Exercise task: Every record below should be transcribed exactly. Omit the images.

Collected data
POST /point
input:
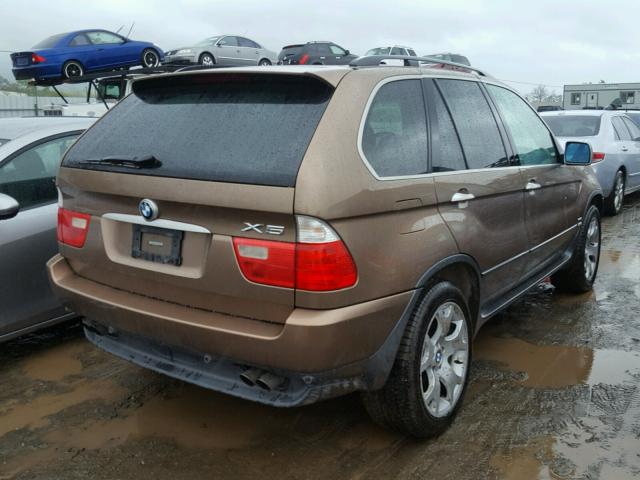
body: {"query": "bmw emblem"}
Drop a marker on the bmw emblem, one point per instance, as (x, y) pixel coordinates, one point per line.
(148, 209)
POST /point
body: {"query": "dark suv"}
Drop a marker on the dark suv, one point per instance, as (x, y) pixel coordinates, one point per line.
(315, 53)
(200, 241)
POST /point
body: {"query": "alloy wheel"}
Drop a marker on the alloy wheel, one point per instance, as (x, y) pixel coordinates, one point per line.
(444, 359)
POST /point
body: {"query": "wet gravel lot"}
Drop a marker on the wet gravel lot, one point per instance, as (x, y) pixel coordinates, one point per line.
(554, 394)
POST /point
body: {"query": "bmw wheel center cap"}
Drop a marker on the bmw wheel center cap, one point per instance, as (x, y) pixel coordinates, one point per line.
(148, 209)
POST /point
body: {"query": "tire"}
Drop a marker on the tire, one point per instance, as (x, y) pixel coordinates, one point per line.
(409, 401)
(150, 58)
(72, 69)
(580, 274)
(613, 203)
(206, 59)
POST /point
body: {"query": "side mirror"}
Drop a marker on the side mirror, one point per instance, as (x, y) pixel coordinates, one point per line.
(577, 153)
(9, 207)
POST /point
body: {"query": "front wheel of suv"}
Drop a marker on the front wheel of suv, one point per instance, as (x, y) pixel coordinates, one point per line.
(578, 276)
(613, 203)
(430, 373)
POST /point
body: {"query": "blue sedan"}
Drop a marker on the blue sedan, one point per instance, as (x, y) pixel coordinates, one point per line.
(69, 55)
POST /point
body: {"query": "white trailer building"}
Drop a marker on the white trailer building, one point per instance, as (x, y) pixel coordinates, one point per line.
(601, 95)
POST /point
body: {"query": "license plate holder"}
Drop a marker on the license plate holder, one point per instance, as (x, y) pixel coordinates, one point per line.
(158, 245)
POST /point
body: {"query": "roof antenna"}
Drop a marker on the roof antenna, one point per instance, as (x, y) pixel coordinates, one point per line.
(131, 29)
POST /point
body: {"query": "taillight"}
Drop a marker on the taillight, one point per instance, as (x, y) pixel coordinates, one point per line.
(72, 227)
(318, 261)
(266, 262)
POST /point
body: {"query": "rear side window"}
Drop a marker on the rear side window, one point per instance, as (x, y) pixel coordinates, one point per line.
(476, 125)
(620, 128)
(238, 128)
(532, 140)
(573, 125)
(394, 139)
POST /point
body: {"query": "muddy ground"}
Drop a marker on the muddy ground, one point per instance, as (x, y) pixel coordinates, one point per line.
(554, 394)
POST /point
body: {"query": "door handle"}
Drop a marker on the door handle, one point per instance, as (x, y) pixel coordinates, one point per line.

Answer in full:
POST /point
input:
body: {"query": "bmw emblem"}
Drop a marker on the bmw emblem, one point per instance, as (x, y) pixel coordinates, one point per line.
(148, 209)
POST /point
body: {"query": "dark suv"}
Drop a marker on the dark suv, one point per instance, as (x, y) pixel coordinates, one point per line.
(315, 53)
(200, 241)
POST /point
body: {"query": "alloy wheel"}
Drop a marker on the alloy wheel, one point per instance, as (x, y) pixel coordinates, one point per line.
(444, 359)
POST /point
body: {"query": "wet gravel lot"}
Drop a marker on the wet gravel lot, one point per instance, as (x, y) pixel coordinates, one point per line.
(554, 394)
POST /point
body: {"query": "bmw wheel center cap"}
Drop a marker on the bmw wheel center cap, one point per instance, as (x, y) pixel coordinates, one point per line.
(148, 209)
POST /point
body: {"query": "tire"}
Drop a marker on the tire, one point per instance, as (x, y) pixel coordinates, one point per line.
(409, 401)
(150, 58)
(72, 69)
(580, 274)
(613, 203)
(206, 59)
POST /point
body: {"query": "side mirror"}
Drop a marker on the side mirror, one point per instance, as (x, y) pixel coordinates, one point per line.
(577, 153)
(9, 207)
POST /point
body: {"query": "front wheel of suv"}
Drop a marker on the front wheel of suv, one point per instance, as (x, y) pixel coordinates, one point per line.
(578, 276)
(613, 203)
(430, 373)
POST /point
body: {"query": "blue sedan"}
Drop a marker on the blue sedan, one point per instance, as (x, y) pixel coordinates, one point per line.
(69, 55)
POST /point
body: {"query": "white trailer building"}
Drop a marker on the white trailer building, one point per instance, as (x, y) pixel coordinates, one point per line.
(601, 95)
POST /point
body: {"query": "license plate holder"}
Drop a marker on the license plate holder, one point per instance, as (x, y) pixel coordinates, one point per line.
(158, 245)
POST /point
body: {"query": "roof antenna"}
Drop a marker on the roof antenna, one point per instance, as (x, y) pixel coordinates, one point per line.
(131, 29)
POST /point
body: {"query": "taillight"}
Drop a marker on the taillight, one point per instance, as (x, y) pixel coordinates, one point per line.
(72, 227)
(318, 261)
(266, 262)
POST /point
body: {"query": "rear side window"}
Drop a marker on the rear side window, one point per instance, as (x, y) pixel coordinates, one point per line.
(476, 125)
(620, 128)
(238, 128)
(532, 140)
(573, 125)
(394, 139)
POST /point
body: {"query": "muddy ground"}
Drop a marker on the muddy ground, one point per instance, as (x, y) pixel coordinates, one point per line.
(554, 394)
POST /point
body: {"query": "door handle"}
Drop a marker on the door handle, one point per instance, as (x, y) pixel coordinates, one point per line.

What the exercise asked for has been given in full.